- _Work to complete_
1. Summarize the passage about the Christchurch earthquake in two sentences.
2. According to the passage about the Christchurch earthquake, what was the magnitude of the earthquake?

- _Selection_
Wednesday, February 23, 2011

Trinidad & Tobago

"The more difficulties one sees in the world the more perfect one becomes. The more you plough and dig the ground the more fertile it becomes. The more you cut the branches of a tree the higher and stronger it grows. The more you put the gold in the fire the purer it becomes. The more often the captain of a ship is in the tempest and difficult sailing the greater his knowledge becomes." - 'Abdu'l-Bahá
Last night my time, just was I was getting ready for bed, an earthquake of magnitude 6.3 shook Christchurch, New Zealand so violently that buildings collapsed in on themselves, roads buckled and ripped apart, cars were flattened beneath rubble falling from buildings, water pipes burst, and sinkholes opened up all over the city. I have a very close friend who lives in Christchurch whose family home was damaged so severely in the country's last major earthquake, in September 2010, that the building had already been identified as one that needs to be torn down and rebuilt in the near-future, so the news that another earthquake had struck, and only three miles beneath the city, had me worried sick for Pascale and her family. 
After watching video clips of the cathedral's steeple collapsing, the entire downtown area in rubble, and seeing images of people emerging from beneath buildings covered in blood, I got on Facebook to see if Pascale had posted any updates on how they were doing. 
Pascale is an amazing woman. She is a personal trainer who works with her clients not only on their physical fitness, but on their spiritual fitness as well. She is empowering and tremendously inspiring. But to be honest I did not expect to find three video clips of her experience of the earthquake online already. Clicking on the first, I watched as Pascale narrated a video of the flooded street outside her house, explaining that the street had literally gotten soft like a sponge as a result of liquefaction. Her second clip, which started with an image of one wall of her house which had completely collapsed on top of her neighbour's car, was titled: We told her not to park her car there. This clip then moved inside Pascale's home. The walls all have huge cracks climbing them like lightening rods. The ceilings are all cracked, the doorways and arches are cracked, and then there was that pesky entire wall that had completely dropped away and collapsed outwards. Pascale and her family had to move down the street to stay with extended family as their house, which had been badly damaged, is now unsafe to inhabit. Her third video clip takes a walk outside to have a look at the creek that is usually a small stream alongside her house. In the clip it had become a large pond that was the colour of gunpowder. Pascale commented on how much more water there was in it, but then she exclaimed, in a bright and cheerful voice: "But the ducks made it! Way to go Trinidad and Tobago!"

- _Entries shown_
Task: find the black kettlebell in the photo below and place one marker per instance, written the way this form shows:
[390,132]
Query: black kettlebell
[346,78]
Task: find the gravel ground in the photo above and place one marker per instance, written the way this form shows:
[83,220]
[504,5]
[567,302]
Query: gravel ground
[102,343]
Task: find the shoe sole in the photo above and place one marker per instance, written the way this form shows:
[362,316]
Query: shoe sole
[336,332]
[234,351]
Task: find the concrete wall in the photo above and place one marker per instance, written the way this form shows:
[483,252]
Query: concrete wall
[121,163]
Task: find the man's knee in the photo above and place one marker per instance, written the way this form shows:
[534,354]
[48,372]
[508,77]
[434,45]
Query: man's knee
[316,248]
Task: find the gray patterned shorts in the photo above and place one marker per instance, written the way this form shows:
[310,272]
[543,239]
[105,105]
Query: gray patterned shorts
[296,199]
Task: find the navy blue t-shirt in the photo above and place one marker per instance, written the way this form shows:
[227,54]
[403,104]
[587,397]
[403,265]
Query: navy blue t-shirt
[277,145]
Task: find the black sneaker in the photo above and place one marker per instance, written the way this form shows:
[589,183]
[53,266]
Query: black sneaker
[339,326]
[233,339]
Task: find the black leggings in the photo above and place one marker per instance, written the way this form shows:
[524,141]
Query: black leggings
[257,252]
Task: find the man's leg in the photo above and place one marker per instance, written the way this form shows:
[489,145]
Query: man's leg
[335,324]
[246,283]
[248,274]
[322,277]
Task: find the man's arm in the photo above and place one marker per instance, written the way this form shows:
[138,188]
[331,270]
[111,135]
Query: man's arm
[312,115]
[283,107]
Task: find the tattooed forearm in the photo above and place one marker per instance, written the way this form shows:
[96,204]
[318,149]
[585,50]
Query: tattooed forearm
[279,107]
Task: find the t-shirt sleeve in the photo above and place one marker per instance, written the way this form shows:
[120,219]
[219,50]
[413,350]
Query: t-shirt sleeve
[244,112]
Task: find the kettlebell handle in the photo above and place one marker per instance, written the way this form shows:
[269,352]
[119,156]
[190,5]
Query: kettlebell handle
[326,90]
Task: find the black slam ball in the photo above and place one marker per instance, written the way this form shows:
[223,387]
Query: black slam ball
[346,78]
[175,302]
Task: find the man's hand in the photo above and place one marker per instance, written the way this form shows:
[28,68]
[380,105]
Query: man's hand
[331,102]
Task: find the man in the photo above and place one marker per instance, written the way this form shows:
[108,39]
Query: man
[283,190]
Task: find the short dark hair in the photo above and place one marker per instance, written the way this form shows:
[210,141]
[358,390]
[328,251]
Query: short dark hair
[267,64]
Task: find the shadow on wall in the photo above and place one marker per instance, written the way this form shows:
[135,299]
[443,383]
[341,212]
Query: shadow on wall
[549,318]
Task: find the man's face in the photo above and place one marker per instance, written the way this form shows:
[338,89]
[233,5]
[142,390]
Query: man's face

- _Answers by task_
1. A magnitude 6.3 earthquake shook Christchurch, New Zealand, collapsing buildings, buckling roads, bursting water pipes and opening sinkholes, and the writer worried about a close friend, Pascale, whose family home had already been badly damaged in the September 2010 quake. On Facebook the writer found three video clips in which Pascale showed the flooded street, her cracked and partly collapsed house, and the swollen creek beside it, ending cheerfully with the news that the ducks had made it.

2. 6.3